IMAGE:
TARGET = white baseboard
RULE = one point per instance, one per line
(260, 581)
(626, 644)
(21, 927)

◆ ◆ ◆

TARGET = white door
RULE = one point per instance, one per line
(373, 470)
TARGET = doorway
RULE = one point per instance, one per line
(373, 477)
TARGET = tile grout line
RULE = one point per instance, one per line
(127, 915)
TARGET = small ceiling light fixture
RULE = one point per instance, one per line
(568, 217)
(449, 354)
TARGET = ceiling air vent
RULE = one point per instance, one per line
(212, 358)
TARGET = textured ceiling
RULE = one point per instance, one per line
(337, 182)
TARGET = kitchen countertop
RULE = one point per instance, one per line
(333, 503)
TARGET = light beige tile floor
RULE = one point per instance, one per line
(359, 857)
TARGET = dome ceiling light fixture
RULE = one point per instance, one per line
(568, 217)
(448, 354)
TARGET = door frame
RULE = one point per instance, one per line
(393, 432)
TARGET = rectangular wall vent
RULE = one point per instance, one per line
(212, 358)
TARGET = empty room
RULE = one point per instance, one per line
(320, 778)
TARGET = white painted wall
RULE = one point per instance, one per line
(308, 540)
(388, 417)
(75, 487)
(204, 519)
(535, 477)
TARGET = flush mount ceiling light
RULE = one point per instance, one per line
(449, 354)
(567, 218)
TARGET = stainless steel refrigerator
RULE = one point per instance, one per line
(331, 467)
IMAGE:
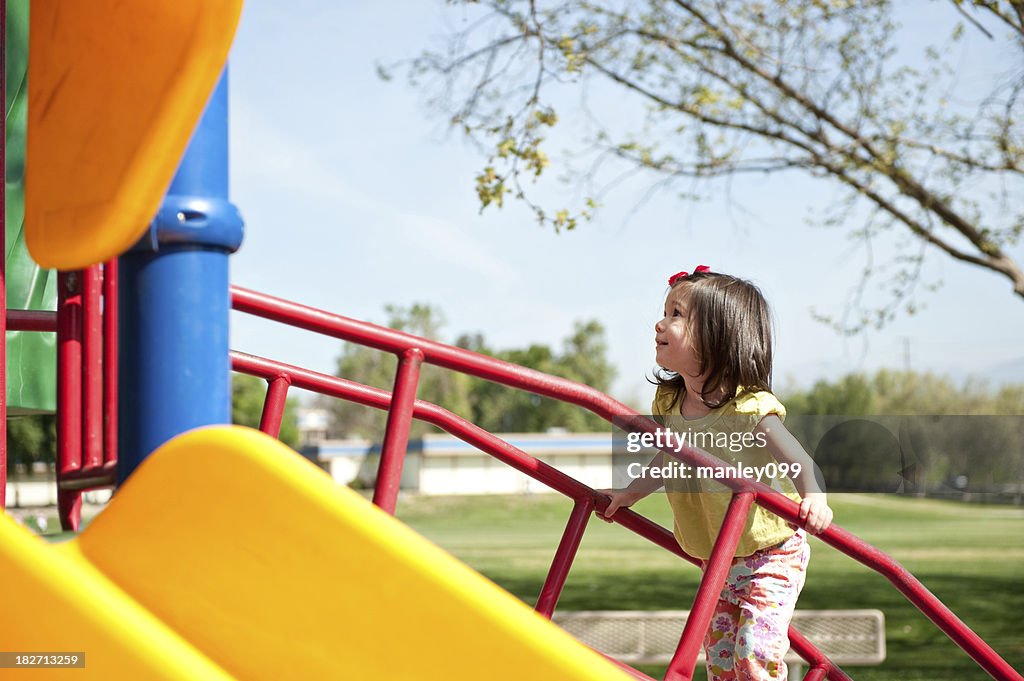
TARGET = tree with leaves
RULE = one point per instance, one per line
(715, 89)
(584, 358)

◆ ◆ ◆

→ Task to carry out
Gather every line from the entries above that contains the word "white".

→ Output below
TARGET = white baseboard
TARGET = white door
TARGET = white painted wall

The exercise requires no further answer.